Copy all of the material below word for word, and leave the pictures out of your copy.

<<<<

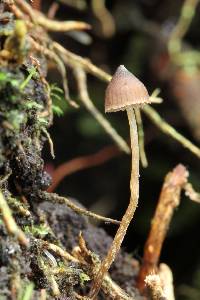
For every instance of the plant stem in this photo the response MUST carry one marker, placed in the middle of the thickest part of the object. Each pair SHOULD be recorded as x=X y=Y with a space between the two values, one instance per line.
x=121 y=232
x=143 y=157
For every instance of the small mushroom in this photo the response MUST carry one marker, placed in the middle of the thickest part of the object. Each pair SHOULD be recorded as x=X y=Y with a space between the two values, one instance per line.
x=124 y=92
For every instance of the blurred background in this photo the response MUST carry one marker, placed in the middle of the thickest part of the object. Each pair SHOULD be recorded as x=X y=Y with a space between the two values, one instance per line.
x=141 y=35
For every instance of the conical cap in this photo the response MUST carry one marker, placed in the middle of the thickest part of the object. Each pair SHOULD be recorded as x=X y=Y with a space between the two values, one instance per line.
x=125 y=90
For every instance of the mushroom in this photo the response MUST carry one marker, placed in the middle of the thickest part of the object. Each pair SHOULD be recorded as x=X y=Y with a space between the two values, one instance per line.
x=124 y=92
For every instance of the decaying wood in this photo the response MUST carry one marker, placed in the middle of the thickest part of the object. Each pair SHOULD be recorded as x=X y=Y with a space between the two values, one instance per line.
x=169 y=199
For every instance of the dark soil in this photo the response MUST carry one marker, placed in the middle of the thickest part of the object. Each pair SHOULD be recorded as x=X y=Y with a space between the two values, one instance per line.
x=25 y=115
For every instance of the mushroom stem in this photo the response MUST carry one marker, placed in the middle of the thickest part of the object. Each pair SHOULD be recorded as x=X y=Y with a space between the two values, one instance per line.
x=134 y=187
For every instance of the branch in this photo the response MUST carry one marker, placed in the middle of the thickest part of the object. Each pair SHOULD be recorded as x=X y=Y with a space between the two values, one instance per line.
x=169 y=199
x=63 y=200
x=72 y=59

>>>>

Task output:
For every instance of the plant stem in this photo the response MUST carry one marker, placed in the middle of the thickest part of the object. Each pair SHOULD be recorded as x=X y=Y with a space between the two values, one instance per line.
x=121 y=232
x=143 y=157
For every instance of the small mushroom in this photo the response MUST carry one marker, placed in the middle of the thickest part of the object. Each pair SHOULD be recorded as x=X y=Y with a space between the two values, one instance per line.
x=124 y=92
For every instance of the blurred background in this photo the response MUST carry one marker, placed in the middle of the thickest part of the object. Each pair SHOULD be recorded as x=X y=Y with a space between the two values, one instance per line.
x=141 y=35
For every instance of the conical cap in this photo the response MUST carry one marker, placed in the middle of the thickest part of the object. Each pair SHOULD be recorded as x=X y=Y with a space between the two values, one instance per line.
x=125 y=90
For every instance of the mushroom in this photo the response MUST carry one marker, placed in the middle of the thickest part of the object. Each pair SHOULD be recorded as x=X y=Y with a space between the two values, one instance per line.
x=124 y=92
For every instance of the decaying wood in this photo the response MUST carry one marker, placed in the middle of the thickest part of the object. Each pair SHOULD be recorded as x=X y=Y with a space between the two values, one instance per line.
x=169 y=199
For every instance of the dark soil in this photo the response MUST carry one marker, placed in the middle of the thickest part of the object. Each pair SHOULD be recorded as x=X y=Y with a space between the two values, one instance per line.
x=25 y=115
For every instance of the mushroom stem in this photo the response MUST carry one marker, placed in the middle of the thickest part of the object. Each pair SHOULD be recorded as x=X y=Y with a space between the two values, one instance per line.
x=134 y=187
For every instance of the branch in this photo the response MUST carry one marker, placed in the middle of the thickest part of the object. Each pair SHOULD be recorded as x=X y=Y with a space between the two values, one instance per line.
x=169 y=199
x=63 y=200
x=72 y=59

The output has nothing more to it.